Extracted text:
- - -
[U] How Bob Sees The Q1 2017 Form 10-Q Concentration, And More…

But first — I will ask: how much lower is the stock headed today? Ten times normal volume yesterday, with only a few pennies’ worth of recovery off of the mid-morning plunge, to the bottom of the now-dying coral reef that is Mattersight’s future. We shall see in about a half hour (it is up a nickel, in the pre-market — at $2.80). This compares to $3.40, just two weeks ago. [Stock at $2.70, in first hour of trading…]

Now to Bob’s remarks — with which I concur, completely:

UPDATED, from Bob: “…Looking back, one could be excused if they thought Q4 numbers were optimized to perfection to achieve some very short term objectives. For the company to surprise the investment community with yesterday’s numbers, but then claim they have good visibility going forward is not a claim that can be viewed credibly….”

…Here’s what should be obvious to investors: UNH and CVS are long-time clients. They shouldn’t be a receivable problem. They should be completely implemented and happy, benefits should be flowing from the MATR solution, they should be paying on-time and MATR should be getting maximum possible profits from these income sources. That they don’t pay on time after all these years means they aren’t happy, aren’t fully implemented, and/or MATR has to spend significant money to keep them in bed — that belies the “economies of scale” the company has touted as the benefit from MATR’s SaaS/cloud/hosted model. [Author’s side note: perhaps these are among the large accounts that have negotiated the “price rebate guaranty” deals, we’ve warned about — and so, they don’t pay (aren’t required to) at all — until 45 to 60 days after the quarter’s actual savings (or lack thereof) are known, and agreed, on both sides — sort of a “quarter-by-quarterly renewal,” if you will.]

Here’s also what should be obvious to investors: MATR is not run in such a way to make a profit or provide a positive return to investors. It is run to provide above-market compensation to its CEO and executive team. It is a glide-path to their retirement. If MATR were serious about making a profit and a positive return to investors, then any cash or stock bonus to the CEO and executive team would be contingent on making a GAAP profit and increasing the stock price. That they don’t give out stock options to the CEO and executive team but gift them with “restricted” stock and base stock and cash awards on concocted internal metrics should be conclusive proof.

I don’t mean to say they are conducting a fraudulent operation or intend to defraud anyone, but MATR is an incompetent operation run by TRUE BELIEVERS. TRUE BELIEVERS should never be put in a position of fiduciary responsibility.

This relates to an experience I had when purely by chance, I met one of the executives a couple of months ago. We were both sitting around waiting for something, started talking and I asked him what he did. It went something like this: “I’m xxx and I work for a really cool company. We have a great opportunity in a new space. We’ve got blue-chip customers who get massive benefits from our hot technology and millions of algorithms…”. He went on and on like that. It was hard to get a word in edgewise or to get him to stop. I couldn’t bear to ask him hard questions — as that never ends well when a TRUE BELIEVER talks about his faith.
- - -
Provided material:
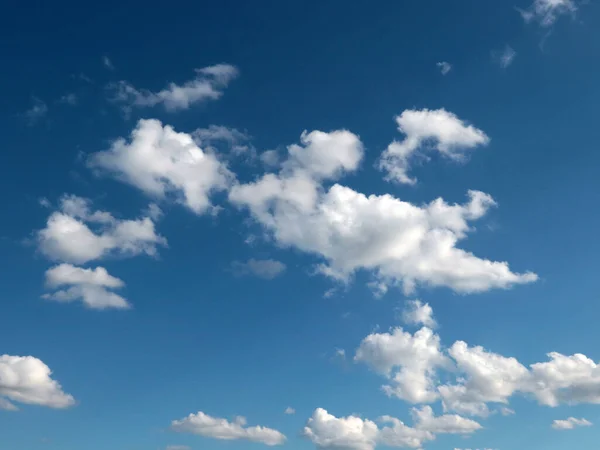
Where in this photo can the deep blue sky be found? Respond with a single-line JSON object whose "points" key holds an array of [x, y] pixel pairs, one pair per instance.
{"points": [[200, 338]]}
- - -
Written problem 1: Retype the part of the Mattersight post from "I don’t mean" up to and including "about his faith.".
Written problem 2: Which two long-time clients does the Mattersight post name?
You can leave the listing out of this.

Solution 1:
I don’t mean to say they are conducting a fraudulent operation or intend to defraud anyone, but MATR is an incompetent operation run by TRUE BELIEVERS. TRUE BELIEVERS should never be put in a position of fiduciary responsibility.

This relates to an experience I had when purely by chance, I met one of the executives a couple of months ago. We were both sitting around waiting for something, started talking and I asked him what he did. It went something like this: “I’m xxx and I work for a really cool company. We have a great opportunity in a new space. We’ve got blue-chip customers who get massive benefits from our hot technology and millions of algorithms…”. He went on and on like that. It was hard to get a word in edgewise or to get him to stop. I couldn’t bear to ask him hard questions — as that never ends well when a TRUE BELIEVER talks about his faith.

Solution 2: UNH and CVS.